Estratto della pagina:
══════

LA FILOLOGIA DI VENTURA

 

«Plutarco era un gran cretino!» - Queste parole, scandite con incertezza fonica e con pretta sicumera teutonica, mi percossero in pieno petto la prima volta che io, giovinetto, misi piede nelle aule dell'Università di Roma. Le pronunciava Giulio Beloch, chiamato dalla acefala Minerva, che presiede alle sorti dell'istruzione pubblica, ad insegnare storia antica a giovani d'Italia. E mi diedero subito una chiara visione della nobiltà di sentimento, della elevatezza di forma che dovevano aleggiare in quella scuola sacra alle rievocazioni classiche, e, dunque, anche italiche: Plutarco era un gran cretino!

Nel mio ultimo articolo, a proposito dei professori tedeschi piovuti ad insegnare in Italia, tentai il confronto coi soldati di ventura che una volta scendevano d'Alemagna per rialzare le sorti di questo o quel signorotto d'Italia: né penso di dover abbandonare tale confronto.

E infatti, se esiste verità apodittica, questa è che ciascun popolo deve conservare gelosamente i suoi segni specifici, quelli per cui si distingue da tutti gli altri popoli, ed afferma il proprio carattere42. Quindi, a rinnovare, a rinsanguare la cultura d'un paese, conviene, , strappare i germi maligni, ed anche tentare prudenti innesti da piante esotiche; ma occorre innanzi tutto ricercare amorosamente tutti gli antichi virgulti e gli antichi germi calpestati e imbozzacchiti, e risollevarli e rieducarli con ogni sollecitudine: occorre studiare a fondo la mente, il carattere, i costumi del popolo, per vedere quali forme di cultura gli convengano e possano riuscirgli utili, quali invece disutili o addirittura deleterie. Ora, questa è opera di devozione, d'amore, opera di figli: la compierono, in Italia, Giosuè Carducci, Francesco De Sanctis, Alessandro d'Ancona, tutti gli altri uomini insigni di cui discorsi nell'ultimo articolo.

══════

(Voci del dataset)
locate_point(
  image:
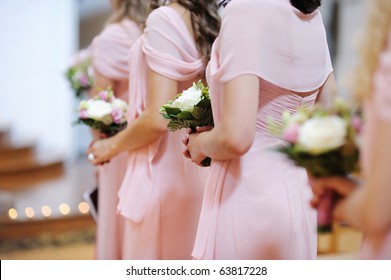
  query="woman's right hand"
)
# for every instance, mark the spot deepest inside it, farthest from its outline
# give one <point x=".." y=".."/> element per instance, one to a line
<point x="101" y="151"/>
<point x="342" y="186"/>
<point x="185" y="139"/>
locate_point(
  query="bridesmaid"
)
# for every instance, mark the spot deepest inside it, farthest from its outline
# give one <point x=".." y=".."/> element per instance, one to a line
<point x="368" y="207"/>
<point x="255" y="204"/>
<point x="162" y="191"/>
<point x="110" y="50"/>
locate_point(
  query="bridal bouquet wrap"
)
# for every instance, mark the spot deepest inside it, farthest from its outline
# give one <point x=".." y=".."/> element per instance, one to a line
<point x="104" y="113"/>
<point x="325" y="141"/>
<point x="190" y="109"/>
<point x="80" y="72"/>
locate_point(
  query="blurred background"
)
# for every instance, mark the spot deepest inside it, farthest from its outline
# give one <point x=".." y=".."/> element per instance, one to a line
<point x="43" y="168"/>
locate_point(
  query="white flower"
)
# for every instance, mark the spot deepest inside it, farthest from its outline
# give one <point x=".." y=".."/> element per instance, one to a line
<point x="188" y="99"/>
<point x="119" y="104"/>
<point x="100" y="110"/>
<point x="321" y="134"/>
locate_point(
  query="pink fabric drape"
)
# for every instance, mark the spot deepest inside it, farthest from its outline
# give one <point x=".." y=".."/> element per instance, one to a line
<point x="110" y="50"/>
<point x="162" y="191"/>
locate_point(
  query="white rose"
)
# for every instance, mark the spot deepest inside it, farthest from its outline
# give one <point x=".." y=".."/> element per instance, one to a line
<point x="188" y="99"/>
<point x="119" y="104"/>
<point x="99" y="111"/>
<point x="321" y="134"/>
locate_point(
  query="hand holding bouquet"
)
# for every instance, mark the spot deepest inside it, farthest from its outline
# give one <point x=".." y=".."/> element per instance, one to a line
<point x="325" y="141"/>
<point x="190" y="109"/>
<point x="104" y="113"/>
<point x="80" y="73"/>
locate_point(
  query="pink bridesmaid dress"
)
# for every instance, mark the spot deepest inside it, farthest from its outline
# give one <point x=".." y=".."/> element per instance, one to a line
<point x="379" y="108"/>
<point x="110" y="52"/>
<point x="257" y="206"/>
<point x="161" y="194"/>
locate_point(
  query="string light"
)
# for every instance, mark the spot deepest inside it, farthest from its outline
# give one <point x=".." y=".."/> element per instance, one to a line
<point x="84" y="208"/>
<point x="64" y="209"/>
<point x="30" y="213"/>
<point x="46" y="211"/>
<point x="13" y="214"/>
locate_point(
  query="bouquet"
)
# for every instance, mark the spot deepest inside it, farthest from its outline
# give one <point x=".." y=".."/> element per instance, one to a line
<point x="325" y="141"/>
<point x="80" y="73"/>
<point x="104" y="113"/>
<point x="190" y="109"/>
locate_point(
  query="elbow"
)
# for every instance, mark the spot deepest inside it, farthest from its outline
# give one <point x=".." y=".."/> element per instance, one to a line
<point x="376" y="224"/>
<point x="238" y="145"/>
<point x="156" y="125"/>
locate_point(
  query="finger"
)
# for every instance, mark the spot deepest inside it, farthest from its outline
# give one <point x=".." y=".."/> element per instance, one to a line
<point x="203" y="128"/>
<point x="185" y="140"/>
<point x="341" y="185"/>
<point x="186" y="153"/>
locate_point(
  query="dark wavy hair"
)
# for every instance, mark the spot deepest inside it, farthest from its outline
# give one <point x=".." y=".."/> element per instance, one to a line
<point x="204" y="19"/>
<point x="306" y="6"/>
<point x="131" y="9"/>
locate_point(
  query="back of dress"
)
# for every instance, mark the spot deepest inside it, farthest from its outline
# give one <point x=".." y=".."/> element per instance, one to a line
<point x="256" y="206"/>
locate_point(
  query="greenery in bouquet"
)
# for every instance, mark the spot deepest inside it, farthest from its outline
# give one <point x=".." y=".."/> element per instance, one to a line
<point x="104" y="112"/>
<point x="190" y="109"/>
<point x="80" y="73"/>
<point x="325" y="141"/>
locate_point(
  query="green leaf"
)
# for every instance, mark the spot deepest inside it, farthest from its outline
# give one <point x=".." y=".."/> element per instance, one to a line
<point x="172" y="111"/>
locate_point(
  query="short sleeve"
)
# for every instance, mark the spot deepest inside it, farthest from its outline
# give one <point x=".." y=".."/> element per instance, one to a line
<point x="168" y="46"/>
<point x="270" y="40"/>
<point x="111" y="47"/>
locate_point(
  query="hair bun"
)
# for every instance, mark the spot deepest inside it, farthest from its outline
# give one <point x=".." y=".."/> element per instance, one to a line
<point x="306" y="6"/>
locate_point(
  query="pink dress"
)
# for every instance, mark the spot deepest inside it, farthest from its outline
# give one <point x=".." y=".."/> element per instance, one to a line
<point x="161" y="193"/>
<point x="110" y="51"/>
<point x="257" y="206"/>
<point x="379" y="108"/>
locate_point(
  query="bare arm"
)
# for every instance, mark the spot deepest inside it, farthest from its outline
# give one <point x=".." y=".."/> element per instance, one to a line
<point x="328" y="92"/>
<point x="234" y="135"/>
<point x="369" y="208"/>
<point x="144" y="130"/>
<point x="100" y="83"/>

══════

Attività richieste:
**A)** Indica se ciascuna delle seguenti affermazioni concorda con il brano sulla filologia di ventura, rispondendo sì o no e citando le parole del brano che lo stabiliscono. (i) Giulio Beloch era stato chiamato a insegnare storia antica. (ii) Nel suo ultimo articolo chi scrive aveva paragonato i professori tedeschi ai soldati di ventura. (iii) Chi scrive intende abbandonare quel paragone.
**B)** Scrivi il seguito del brano sulla filologia di ventura, riprendendo dopo la sua ultima frase.
Le voci provengono da un'altra fonte.

Risposte agli esercizi:
**A)**
(i) Sì: «chiamato dalla acefala Minerva, che presiede alle sorti dell'istruzione pubblica, ad insegnare storia antica a giovani d'Italia»
(ii) Sì: «tentai il confronto coi soldati di ventura»
(iii) No: «né penso di dover abbandonare tale confronto»

**B)**
Ma si poteva pretendere, era ragionevole sperare che si sobbarcassero a tale bisogna professori tedeschi spinti sino a noi dalla plètora scientifica che inturgidiva le loro università, o mandati con una missione di fiducia dal governo del kaiser? Santa ingenuità di tanti che se la bevvero! Nella migliore ipotesi, si limitavano a travasare frigidamente nei vasi di coccio italiani quel po' po' di panacea che da un pezzo, come vedemmo, andava inacidendo nelle ferree botti d'Alemagna. Nella peggiore, erano spioni camuffati da «persone scientifiche» che, grazie al sèsamo apriti della filologia berlinese, intrufolavano il grifo in tutti i ripostigli, scientifici e non scientifici. Nel maggior numero dei casi, esercitavano quella forma media di spionaggio, inventata e praticata con entusiasmo da tutti i nipoti di Lutero, e che si esplica nel render convinta ogni persona della supremazia unica ed assoluta della scienza tedesca, della politica tedesca, della vita tedesca: nello iniettare in tutti gli spiriti la persuasione che la somma felicità di tutte le creature umane consisterebbe nel divenire scimmie dei tedeschi e tributarie del kaiser. Natural corollario di questa cavalleresca propaganda, era, come s'intende, lo svalutamento di quanto fosse italiano. Le Pleiadi - direbbe Pindaro - non possono rimaner lungi da Orione.

Tutti i tedeschi, abbiamo detto, s'adoperavano a questa santa predicazione; ma s'intende facilmente qual pulpito prezioso dovesse essere una cattedra scientifica! Abbiamo visto, negli scorsi articoli, come i tedeschi, grazie al metodo filologico, avevano dimostrato, fra tante altre belle cose, che la nostra famosa romanità, in ordine civile e giuridico valeva assai poco, in ordine artistico e letterario, zero. Dal momento che queste erano verità indiscutibili, acquisite alla scienza, come il fatto che idrogeno piú ossigeno fa acqua, era non solo lecito, bensí doveroso insegnarle dove che fosse: dunque, anche in Italia, anche a Roma.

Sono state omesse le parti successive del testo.